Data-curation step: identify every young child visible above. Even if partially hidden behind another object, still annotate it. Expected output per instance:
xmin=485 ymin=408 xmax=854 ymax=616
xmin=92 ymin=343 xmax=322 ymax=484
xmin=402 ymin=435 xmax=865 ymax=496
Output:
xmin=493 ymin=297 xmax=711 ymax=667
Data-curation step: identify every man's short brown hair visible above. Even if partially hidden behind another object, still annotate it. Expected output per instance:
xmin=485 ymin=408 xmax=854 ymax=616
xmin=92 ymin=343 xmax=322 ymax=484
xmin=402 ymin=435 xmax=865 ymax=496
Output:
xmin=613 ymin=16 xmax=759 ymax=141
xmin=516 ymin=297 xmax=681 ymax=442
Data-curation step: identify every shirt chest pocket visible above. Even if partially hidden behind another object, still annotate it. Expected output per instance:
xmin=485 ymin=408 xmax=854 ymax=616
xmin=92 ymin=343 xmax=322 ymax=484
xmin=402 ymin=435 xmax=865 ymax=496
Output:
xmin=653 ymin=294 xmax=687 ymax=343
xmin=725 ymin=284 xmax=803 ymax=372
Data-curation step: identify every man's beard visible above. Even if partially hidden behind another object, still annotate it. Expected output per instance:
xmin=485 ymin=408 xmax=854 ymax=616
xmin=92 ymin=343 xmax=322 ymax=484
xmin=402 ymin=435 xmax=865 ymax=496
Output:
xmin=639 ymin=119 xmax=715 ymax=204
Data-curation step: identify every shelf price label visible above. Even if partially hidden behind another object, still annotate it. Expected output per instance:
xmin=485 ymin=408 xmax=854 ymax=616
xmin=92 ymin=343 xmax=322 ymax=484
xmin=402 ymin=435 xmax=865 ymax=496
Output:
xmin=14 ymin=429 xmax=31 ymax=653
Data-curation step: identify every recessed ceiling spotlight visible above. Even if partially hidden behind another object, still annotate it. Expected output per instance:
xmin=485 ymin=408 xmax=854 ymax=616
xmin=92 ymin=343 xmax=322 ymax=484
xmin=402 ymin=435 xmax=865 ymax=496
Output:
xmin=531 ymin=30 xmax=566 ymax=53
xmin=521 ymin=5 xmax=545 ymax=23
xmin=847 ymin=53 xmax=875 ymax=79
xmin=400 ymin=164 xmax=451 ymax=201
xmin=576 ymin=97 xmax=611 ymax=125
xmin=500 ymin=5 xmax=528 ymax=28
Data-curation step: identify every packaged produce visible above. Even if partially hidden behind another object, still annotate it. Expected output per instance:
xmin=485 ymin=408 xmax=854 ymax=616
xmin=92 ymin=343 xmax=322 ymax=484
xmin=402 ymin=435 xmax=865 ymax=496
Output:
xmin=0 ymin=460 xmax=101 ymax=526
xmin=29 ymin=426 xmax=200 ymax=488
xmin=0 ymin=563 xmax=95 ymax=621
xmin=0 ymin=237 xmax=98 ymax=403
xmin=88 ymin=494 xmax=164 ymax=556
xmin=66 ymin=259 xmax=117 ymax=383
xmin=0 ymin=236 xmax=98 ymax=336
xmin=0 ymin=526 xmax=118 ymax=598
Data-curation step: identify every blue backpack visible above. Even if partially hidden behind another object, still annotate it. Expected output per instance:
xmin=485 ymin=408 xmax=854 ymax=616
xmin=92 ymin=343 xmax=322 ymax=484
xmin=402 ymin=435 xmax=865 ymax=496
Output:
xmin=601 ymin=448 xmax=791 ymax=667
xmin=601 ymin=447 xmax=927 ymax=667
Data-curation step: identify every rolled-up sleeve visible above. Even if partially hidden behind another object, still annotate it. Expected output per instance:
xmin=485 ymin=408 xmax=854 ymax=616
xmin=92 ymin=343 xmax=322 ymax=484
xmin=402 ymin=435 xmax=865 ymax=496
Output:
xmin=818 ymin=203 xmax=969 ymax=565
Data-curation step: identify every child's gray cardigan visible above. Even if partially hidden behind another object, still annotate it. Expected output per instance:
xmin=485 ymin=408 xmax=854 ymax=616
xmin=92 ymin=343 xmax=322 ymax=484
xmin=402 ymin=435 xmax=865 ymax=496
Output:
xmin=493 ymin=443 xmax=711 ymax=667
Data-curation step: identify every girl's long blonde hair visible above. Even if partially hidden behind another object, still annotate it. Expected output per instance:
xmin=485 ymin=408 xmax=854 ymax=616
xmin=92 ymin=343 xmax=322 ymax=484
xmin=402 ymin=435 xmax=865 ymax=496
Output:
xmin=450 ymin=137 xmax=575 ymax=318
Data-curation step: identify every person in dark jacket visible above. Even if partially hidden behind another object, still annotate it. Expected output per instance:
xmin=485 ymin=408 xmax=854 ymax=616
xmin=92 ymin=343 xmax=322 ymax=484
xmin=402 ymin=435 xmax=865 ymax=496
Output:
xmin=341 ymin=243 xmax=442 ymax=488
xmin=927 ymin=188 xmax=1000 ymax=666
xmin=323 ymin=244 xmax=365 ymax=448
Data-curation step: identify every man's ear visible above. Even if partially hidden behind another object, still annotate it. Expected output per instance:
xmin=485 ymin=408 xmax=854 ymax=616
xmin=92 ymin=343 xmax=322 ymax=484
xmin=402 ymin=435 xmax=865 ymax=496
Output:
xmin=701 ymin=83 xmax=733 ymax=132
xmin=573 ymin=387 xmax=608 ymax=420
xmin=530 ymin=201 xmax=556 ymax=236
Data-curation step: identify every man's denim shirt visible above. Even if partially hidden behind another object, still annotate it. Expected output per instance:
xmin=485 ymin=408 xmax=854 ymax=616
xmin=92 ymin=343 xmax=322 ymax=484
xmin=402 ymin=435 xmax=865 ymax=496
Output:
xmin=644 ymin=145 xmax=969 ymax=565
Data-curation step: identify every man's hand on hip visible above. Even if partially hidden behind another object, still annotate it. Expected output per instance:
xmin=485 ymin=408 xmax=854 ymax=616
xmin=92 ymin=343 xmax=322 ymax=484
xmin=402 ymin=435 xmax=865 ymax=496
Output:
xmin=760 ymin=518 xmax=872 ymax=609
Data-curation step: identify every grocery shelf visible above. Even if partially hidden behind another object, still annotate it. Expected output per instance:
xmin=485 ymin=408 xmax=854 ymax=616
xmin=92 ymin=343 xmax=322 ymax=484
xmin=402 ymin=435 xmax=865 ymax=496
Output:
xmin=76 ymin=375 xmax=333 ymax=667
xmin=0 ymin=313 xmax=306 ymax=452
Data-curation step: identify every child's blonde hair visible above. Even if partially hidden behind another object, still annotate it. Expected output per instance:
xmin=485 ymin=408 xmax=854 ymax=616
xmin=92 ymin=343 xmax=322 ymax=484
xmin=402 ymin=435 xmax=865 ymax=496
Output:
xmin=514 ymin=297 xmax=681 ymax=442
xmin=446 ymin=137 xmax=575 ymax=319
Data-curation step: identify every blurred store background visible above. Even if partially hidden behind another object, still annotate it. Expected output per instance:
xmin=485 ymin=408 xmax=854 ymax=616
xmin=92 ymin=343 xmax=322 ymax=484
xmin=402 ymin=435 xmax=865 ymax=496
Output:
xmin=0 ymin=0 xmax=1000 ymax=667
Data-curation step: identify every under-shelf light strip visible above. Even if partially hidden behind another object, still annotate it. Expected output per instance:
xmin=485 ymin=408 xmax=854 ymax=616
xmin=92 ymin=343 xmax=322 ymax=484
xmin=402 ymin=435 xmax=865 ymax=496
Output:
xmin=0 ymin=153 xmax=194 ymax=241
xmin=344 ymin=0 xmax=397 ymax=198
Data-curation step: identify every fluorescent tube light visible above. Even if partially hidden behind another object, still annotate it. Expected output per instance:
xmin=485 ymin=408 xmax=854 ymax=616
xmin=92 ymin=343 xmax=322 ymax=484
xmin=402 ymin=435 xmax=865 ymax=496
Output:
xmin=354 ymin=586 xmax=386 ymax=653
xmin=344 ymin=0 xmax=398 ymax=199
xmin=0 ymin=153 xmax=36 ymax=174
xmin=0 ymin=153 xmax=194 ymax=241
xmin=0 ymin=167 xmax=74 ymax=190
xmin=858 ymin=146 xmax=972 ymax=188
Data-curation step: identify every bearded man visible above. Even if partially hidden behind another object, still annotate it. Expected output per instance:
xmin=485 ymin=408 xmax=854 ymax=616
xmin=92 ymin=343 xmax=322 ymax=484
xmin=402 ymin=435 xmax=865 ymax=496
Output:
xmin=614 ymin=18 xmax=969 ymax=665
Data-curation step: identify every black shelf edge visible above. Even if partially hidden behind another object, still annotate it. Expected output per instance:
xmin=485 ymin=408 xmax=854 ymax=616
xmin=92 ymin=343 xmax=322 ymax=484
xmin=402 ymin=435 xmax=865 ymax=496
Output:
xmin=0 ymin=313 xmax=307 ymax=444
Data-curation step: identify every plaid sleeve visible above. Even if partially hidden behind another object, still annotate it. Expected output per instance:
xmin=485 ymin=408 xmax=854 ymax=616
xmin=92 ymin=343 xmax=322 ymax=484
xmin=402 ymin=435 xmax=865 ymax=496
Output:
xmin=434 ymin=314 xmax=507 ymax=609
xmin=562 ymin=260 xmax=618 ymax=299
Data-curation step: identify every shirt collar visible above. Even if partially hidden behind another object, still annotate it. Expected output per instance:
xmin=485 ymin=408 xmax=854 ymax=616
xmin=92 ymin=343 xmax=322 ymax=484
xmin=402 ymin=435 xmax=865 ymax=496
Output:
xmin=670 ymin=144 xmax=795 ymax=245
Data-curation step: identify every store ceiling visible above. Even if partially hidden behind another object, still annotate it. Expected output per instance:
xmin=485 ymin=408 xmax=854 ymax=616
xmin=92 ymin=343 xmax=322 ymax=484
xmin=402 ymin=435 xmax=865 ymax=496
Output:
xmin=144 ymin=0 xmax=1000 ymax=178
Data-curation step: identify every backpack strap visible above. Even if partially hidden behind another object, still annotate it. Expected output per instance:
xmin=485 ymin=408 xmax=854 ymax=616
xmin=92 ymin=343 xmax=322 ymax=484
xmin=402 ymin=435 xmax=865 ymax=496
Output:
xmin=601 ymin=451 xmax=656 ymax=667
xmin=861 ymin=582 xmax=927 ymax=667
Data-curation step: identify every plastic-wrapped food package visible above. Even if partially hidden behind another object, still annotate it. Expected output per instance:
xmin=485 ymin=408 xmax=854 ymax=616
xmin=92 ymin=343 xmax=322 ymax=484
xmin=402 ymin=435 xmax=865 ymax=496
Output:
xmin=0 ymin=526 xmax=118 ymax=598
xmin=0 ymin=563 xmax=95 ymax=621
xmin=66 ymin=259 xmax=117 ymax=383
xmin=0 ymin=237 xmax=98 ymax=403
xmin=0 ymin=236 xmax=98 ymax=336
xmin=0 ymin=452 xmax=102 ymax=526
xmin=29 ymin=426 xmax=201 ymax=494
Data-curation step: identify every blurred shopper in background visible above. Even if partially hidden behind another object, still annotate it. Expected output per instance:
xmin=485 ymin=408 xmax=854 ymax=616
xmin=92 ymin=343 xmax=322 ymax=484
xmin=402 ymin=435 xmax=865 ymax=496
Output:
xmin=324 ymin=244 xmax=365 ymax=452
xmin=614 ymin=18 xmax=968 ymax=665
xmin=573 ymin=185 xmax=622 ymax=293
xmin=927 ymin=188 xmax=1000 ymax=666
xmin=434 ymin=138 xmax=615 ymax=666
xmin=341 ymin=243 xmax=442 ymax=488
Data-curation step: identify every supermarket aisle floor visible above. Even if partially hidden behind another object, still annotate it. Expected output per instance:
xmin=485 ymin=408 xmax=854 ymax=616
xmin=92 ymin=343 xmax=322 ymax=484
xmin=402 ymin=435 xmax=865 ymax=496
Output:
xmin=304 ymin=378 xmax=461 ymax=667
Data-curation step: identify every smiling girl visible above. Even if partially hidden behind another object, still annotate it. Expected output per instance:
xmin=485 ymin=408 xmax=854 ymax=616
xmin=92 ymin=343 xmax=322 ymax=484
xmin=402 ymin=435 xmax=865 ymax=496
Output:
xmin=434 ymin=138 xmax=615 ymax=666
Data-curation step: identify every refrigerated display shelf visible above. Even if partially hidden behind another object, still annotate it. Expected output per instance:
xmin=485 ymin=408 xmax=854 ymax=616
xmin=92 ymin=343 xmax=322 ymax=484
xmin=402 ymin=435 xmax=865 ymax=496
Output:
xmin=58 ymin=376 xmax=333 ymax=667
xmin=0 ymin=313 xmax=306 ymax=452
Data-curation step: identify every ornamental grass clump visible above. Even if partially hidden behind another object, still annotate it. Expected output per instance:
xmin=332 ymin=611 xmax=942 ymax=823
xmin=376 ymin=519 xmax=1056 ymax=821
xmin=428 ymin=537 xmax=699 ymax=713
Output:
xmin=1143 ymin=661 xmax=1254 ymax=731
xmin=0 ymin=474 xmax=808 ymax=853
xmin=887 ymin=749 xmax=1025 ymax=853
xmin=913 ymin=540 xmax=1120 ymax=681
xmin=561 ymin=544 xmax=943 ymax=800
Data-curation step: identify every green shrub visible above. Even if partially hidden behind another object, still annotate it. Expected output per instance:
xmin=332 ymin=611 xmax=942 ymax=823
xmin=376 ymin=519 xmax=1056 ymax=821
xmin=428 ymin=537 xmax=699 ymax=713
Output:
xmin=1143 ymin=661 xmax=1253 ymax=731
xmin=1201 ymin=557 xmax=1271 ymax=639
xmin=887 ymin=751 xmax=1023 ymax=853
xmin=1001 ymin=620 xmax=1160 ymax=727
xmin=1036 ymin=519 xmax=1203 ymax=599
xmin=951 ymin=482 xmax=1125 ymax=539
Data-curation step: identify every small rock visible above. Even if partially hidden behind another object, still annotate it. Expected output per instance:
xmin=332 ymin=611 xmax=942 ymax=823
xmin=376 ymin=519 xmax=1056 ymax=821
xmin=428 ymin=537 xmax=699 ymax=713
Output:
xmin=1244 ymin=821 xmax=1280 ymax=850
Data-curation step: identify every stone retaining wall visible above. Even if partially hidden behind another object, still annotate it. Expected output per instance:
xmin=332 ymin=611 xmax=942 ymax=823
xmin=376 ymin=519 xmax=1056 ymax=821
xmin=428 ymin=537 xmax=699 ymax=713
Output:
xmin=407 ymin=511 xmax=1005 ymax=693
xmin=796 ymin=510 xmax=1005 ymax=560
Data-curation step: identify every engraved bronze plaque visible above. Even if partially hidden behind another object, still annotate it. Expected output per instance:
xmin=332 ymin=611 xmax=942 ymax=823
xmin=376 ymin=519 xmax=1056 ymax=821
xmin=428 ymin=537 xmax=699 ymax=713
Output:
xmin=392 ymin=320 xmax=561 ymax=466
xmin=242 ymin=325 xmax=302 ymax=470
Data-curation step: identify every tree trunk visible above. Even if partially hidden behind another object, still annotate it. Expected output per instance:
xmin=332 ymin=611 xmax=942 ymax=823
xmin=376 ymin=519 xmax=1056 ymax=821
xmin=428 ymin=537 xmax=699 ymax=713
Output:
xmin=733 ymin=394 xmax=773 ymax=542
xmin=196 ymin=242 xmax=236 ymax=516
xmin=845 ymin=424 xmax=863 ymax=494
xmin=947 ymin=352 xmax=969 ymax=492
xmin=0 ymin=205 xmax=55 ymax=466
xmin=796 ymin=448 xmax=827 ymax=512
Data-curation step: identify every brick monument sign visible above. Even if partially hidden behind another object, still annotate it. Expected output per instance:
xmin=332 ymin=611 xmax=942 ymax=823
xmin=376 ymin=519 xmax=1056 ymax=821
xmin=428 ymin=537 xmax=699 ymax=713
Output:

■ ■ ■ ■

:: What to produce ::
Rewrite the records from the line containing "Data-curation step: identify every shirt chest" through the line containing "xmin=14 ymin=429 xmax=31 ymax=653", swapping "shelf price label" for "shelf price tag" and leaving everything else as it is.

:: Output below ::
Data-curation step: identify every shirt chest pocket visible above. Even if partially hidden behind another object, still annotate it. Expected output per instance:
xmin=485 ymin=408 xmax=854 ymax=616
xmin=92 ymin=343 xmax=322 ymax=484
xmin=402 ymin=435 xmax=865 ymax=496
Output:
xmin=653 ymin=294 xmax=687 ymax=343
xmin=725 ymin=284 xmax=803 ymax=372
Data-curation step: identify every man's beard visible above. Even if partially hidden behind another object, still annotate it. Expected output per instance:
xmin=485 ymin=408 xmax=854 ymax=616
xmin=92 ymin=343 xmax=322 ymax=484
xmin=402 ymin=435 xmax=865 ymax=496
Output:
xmin=639 ymin=119 xmax=715 ymax=204
Data-curation step: identify every shelf price tag visible above. Even if partially hidden behind another object, still annotate it. Expected output per instance:
xmin=485 ymin=408 xmax=854 ymax=616
xmin=92 ymin=343 xmax=322 ymax=484
xmin=402 ymin=435 xmax=865 ymax=496
Output:
xmin=14 ymin=429 xmax=31 ymax=653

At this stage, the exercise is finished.